▶ [Exercise]
Please repeat all of the listing exactly.
═══ Listing
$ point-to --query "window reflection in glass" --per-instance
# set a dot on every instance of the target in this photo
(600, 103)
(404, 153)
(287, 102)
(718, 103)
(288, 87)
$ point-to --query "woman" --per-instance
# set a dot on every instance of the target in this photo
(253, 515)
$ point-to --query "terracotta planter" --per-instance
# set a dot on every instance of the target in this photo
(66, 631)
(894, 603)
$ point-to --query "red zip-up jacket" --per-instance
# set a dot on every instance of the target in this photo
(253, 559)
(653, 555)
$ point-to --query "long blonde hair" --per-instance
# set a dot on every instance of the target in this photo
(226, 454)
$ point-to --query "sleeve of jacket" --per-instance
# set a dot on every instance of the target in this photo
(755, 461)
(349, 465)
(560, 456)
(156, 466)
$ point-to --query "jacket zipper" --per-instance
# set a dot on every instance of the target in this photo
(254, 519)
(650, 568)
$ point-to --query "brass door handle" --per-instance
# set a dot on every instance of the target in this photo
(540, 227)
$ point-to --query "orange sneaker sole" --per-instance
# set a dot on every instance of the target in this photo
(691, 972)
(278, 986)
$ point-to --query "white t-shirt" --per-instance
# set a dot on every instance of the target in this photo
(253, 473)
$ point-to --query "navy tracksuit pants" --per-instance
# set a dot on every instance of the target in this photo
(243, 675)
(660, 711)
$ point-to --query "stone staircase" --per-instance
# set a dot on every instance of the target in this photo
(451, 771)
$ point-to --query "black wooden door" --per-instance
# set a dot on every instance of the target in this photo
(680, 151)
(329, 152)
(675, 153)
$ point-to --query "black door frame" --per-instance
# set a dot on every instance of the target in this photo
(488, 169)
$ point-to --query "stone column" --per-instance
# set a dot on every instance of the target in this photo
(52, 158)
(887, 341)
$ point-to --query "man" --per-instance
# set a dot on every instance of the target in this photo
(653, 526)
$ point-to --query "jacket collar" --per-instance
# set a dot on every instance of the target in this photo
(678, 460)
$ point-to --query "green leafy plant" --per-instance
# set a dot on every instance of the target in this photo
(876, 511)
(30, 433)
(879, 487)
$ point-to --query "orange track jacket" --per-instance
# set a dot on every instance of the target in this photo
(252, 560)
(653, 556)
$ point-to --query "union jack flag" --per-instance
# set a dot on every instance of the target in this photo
══════
▶ [Written answer]
$ point-to --query "window reflection in glass" --per-instance
# set a dot on every instance of the target in this photo
(600, 103)
(404, 153)
(287, 102)
(718, 103)
(288, 87)
$ point-to --query "woman" --per-instance
# set a dot on every instance of the target in this photo
(253, 515)
$ point-to --query "terracotta planter" --per-instance
# set a dot on every instance of the target in this photo
(66, 631)
(894, 603)
$ point-to --query "red zip-up jacket" --per-instance
# set a dot on every instance of the target in this photo
(253, 559)
(653, 555)
$ point-to --query "long blonde hair" --per-instance
# set a dot on every instance of the target in this photo
(226, 454)
$ point-to --query "sleeve of jacket" --per-instance
# set a dot on every instance of the target in this photo
(755, 461)
(349, 465)
(560, 456)
(156, 466)
$ point-to --query "jacket zipper" --per-instance
# set a dot on every instance of the target in this photo
(254, 519)
(650, 568)
$ point-to --query "brass door handle" --per-instance
# set a dot on every instance of the target in this photo
(540, 227)
$ point-to --query "orange sneaker sole" --per-instance
# set a dot on every instance of the target in this photo
(691, 972)
(278, 986)
$ point-to --query "white t-shirt" --per-instance
# set a dot on every instance of the target in this photo
(253, 473)
$ point-to --query "navy tracksuit pants" --per-instance
# set a dot on every instance of the target in this photo
(243, 675)
(660, 711)
$ point-to --query "stone staircase" --per-instance
# set a dot on every instance of the target in this photo
(451, 771)
$ point-to --query "black wooden door" --per-instance
# set a dot on every instance of the target in this photo
(680, 151)
(329, 152)
(675, 153)
$ point-to --query "black door frame" --per-instance
# set a dot on every instance of the target in this photo
(488, 169)
$ point-to --query "stone column" --per-instance
# set a dot on every instance of the target in this photo
(52, 158)
(887, 341)
$ point-to --query "man" --per-instance
# set a dot on every instance of the target in this photo
(653, 526)
$ point-to --query "jacket collar" --per-instance
# set a dot on every instance of the target in this photo
(678, 460)
$ point-to --query "green leafy plant" --per-instance
# set a dot on every instance of the target in this photo
(876, 511)
(30, 433)
(879, 487)
$ point-to --query "orange track jacket" --per-instance
# set a dot on every instance of the target in this photo
(252, 560)
(653, 556)
$ point-to --query "union jack flag" --per-instance
# set a dot on every instance of the target in this photo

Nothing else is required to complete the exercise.